=== Supplied text ===
----

Things happen very quickly in the world of excitable membranes (just think about how quickly you can snap your fingers as soon as you decide to do it). Immediately following depolarization of the membrane, it repolarizes, re-establishing the negative membrane potential. Meanwhile, the ACh in the synaptic cleft is degraded by the enzyme acetylcholinesterase (AChE) so that the ACh cannot rebind to a receptor and reopen its channel, which would cause unwanted extended muscle excitation and contraction.
Propagation of an action potential along the sarcolemma is the excitation portion of excitation-contraction coupling. Recall that this excitation actually triggers the release of calcium ions (Ca+2) from its storage in the cell’s SR. The T-tubules carry the action potential into the interior of the cell, which triggers the opening of calcium channels in the membrane of the adjacent SR, causing Ca+2 to diffuse out of the SR and into the sarcoplasm. It is the arrival of Ca+2 in the sarcoplasm that initiates contraction of the muscle fiber by its contractile units, or sarcomeres.
Skeletal Myocytes—Myoblast Fusion, Myotube Organization in Skeletal Muscle Tissue and Satellite Cells
Each skeletal muscle fiber is a single skeletal muscle cell, also known as a skeletal myocyte (“myo-” refers to “muscle” and “-cyte” refers to “cell”), that is formed from the fusion of precursor cells. As described before, cell fusion leads to multinucleation of each mature muscle fiber. Each myoblast, the embryonic cell type that differentiates into muscle, contributes one nucleus when the muscle fiber is formed during development.
During development, individual myoblasts (“-blast” refers to “building” … like osteoblasts), migrate to different regions in the body and then fuse to form a myotube. A myotube is a type of syncytium, which is the term used for a group of fused cells. Skeletal muscle cells are multinucleate because the syncytium (“syn-” means “same” and “cyt” refers to “cytoplasm”) fusion retains the nucleus of each contributing myoblast. This syncytium leads to the collective sarcoplasm and sarcolemma, described above.

----

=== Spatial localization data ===
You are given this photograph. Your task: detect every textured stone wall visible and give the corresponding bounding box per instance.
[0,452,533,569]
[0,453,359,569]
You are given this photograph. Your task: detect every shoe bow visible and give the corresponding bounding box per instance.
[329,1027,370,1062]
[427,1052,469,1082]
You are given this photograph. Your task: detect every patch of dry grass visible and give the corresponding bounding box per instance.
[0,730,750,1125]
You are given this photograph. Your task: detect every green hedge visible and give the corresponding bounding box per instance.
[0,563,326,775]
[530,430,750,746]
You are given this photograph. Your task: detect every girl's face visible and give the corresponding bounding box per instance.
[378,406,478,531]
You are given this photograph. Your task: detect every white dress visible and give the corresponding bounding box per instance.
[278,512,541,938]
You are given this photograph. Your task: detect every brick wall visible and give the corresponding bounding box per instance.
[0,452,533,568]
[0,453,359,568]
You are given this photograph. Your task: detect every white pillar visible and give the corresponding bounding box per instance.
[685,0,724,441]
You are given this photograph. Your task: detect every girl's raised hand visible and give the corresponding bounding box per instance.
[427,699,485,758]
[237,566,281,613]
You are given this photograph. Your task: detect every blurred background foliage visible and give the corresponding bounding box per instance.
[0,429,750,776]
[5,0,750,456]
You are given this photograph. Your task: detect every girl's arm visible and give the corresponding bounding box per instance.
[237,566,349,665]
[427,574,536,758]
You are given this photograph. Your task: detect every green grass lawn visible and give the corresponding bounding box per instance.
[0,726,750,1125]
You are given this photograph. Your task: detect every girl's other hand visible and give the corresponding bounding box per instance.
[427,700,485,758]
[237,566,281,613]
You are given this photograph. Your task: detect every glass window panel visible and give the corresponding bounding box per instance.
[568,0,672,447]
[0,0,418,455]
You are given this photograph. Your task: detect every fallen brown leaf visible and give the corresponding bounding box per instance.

----

=== Work request 1 ===
In the skeletal muscle passage, what enzyme degrades the ACh in the synaptic cleft?
=== Work request 2 ===
Write the next part of the skeletal muscle passage, picking up after its final sentence.
The items come from a separate source.

=== Answer box 1 ===
Acetylcholinesterase (AChE).

=== Answer box 2 ===
Mature muscle does not grow by this process. Mature cells can change in size, but new cells are not formed when muscles grow. Instead, structural proteins are added to muscle fibers in a process called hypertrophy. The reverse, when structural proteins are lost and muscle mass decreases, is called atrophy. Cellular components of muscles can also undergo changes in response to changes in muscle use.
Although the number of muscle cells is set during development, satellite cells help to repair skeletal muscle fibers. Satellite cells are similar to myoblasts in that they are able to divide, fuse and differentiate. These satellite cells are located outside the muscle fibers and are stimulated to grow and fuse with muscle cells by growth factors that are released by muscle fibers under certain forms of stress. Satellite cells can regenerate muscle fibers to a very limited extent, but they primarily help to repair damage in living cells. Satellite cells facilitate the protein synthesis required for repair and growth. If a cell is damaged to a greater extent than can be repaired by satellite cells, the muscle fibers are replaced by scar tissue in a process called fibrosis. Because scar tissue cannot contract, muscle that has sustained significant damage loses strength and cannot produce the same amount of force or endurance as it could before being damaged.